• _Reading text_:
■ ■ ■ ■ ■ ■ ■

A link-state routing algorithm optimised for mobile ad-hoc networks is the Optimised Link State Routing Protocol (OLSR).^[1] OLSR is proactive; it uses Hello and Topology Control (TC) messages to discover and disseminate link state information through the mobile ad-hoc network. Using Hello messages, each node discovers 2-hop neighbor information and elects a set of multipoint relays (MPRs). MPRs distinguish OLSR from other link state routing protocols.

  Path vector protocol

Distance vector and link state routing are both intra-domain routing protocols. They are used inside an autonomous system, but not between autonomous systems. Both of these routing protocols become intractable in large networks and cannot be used in Inter-domain routing. Distance vector routing is subject to instability if there are more than a few hops in the domain. Link state routing needs huge amount of resources to calculate routing tables. It also creates heavy traffic due to flooding.

■ ■ ■ ■ ■ ■ ■

• _Raw records_:
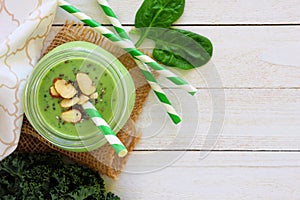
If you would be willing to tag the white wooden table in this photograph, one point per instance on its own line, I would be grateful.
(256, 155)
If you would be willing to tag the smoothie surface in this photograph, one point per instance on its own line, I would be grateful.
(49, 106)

■ ■ ■ ■ ■ ■ ■

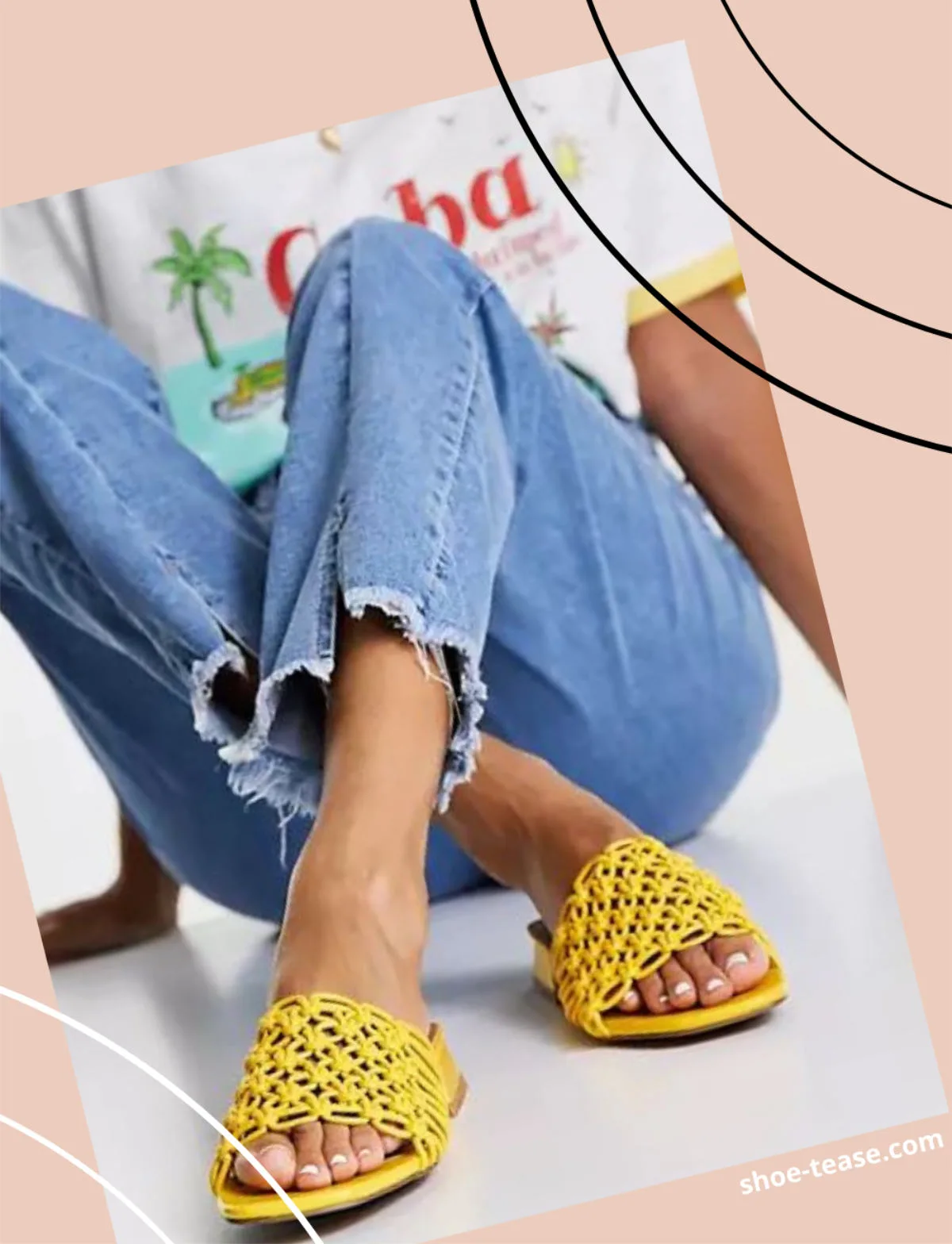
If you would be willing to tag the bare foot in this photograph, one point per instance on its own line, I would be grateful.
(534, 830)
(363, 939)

■ ■ ■ ■ ■ ■ ■

• _Task set_:
**1.** List every drawback that the passage on routing protocols gives for distance vector and link state routing.
**2.** Pick up the passage on routing protocols from its last sentence and keep writing.
The lines aren't used for anything here.

• _Solved problems_:
**1.**
- Both become impossible to manage in large networks and can't be used for inter-domain routing.
- Distance vector routing can become unstable when a domain has more than a few hops.
- Link state routing needs a huge amount of resources to calculate routing tables.
- Link state routing creates heavy traffic because of flooding.

**2.**
Path vector routing is used for inter-domain routing. It is similar to distance vector routing. In path vector routing we assume there is one node (there can be many) in each autonomous system which acts on behalf of the entire autonomous system. This node is called the speaker node. The speaker node creates a routing table and advertises it to neighboring speaker nodes in neighboring autonomous systems. The idea is the same as distance vector routing except that only speaker nodes in each autonomous system can communicate with each other. The speaker node advertises the path, not the metric of the nodes, in its autonomous system or other autonomous systems. Path vector routing is discussed in RFC 1322; the path vector routing algorithm is somewhat similar to the distance vector algorithm in the sense that each border router advertises the destinations it can reach to its neighboring router. However, instead of advertising networks in terms of a destination and the distance to that destination, networks are advertised as destination addresses and path descriptions to reach those destinations. A route is defined as a pairing between a destination and the attributes of the path to that destination, thus the name, path vector routing, where the routers receive a vector that contains paths to a set of destinations. The path, expressed in terms of the domains (or confederations) traversed so far, is carried in a special path attribute that records the sequence of routing domains through which the reachability information has passed.

  Comparison of routing algorithms

Distance-vector routing protocols are simple and efficient in small networks and require little, if any, management. However, traditional distance-vector algorithms have poor convergence properties due to the count-to-infinity problem.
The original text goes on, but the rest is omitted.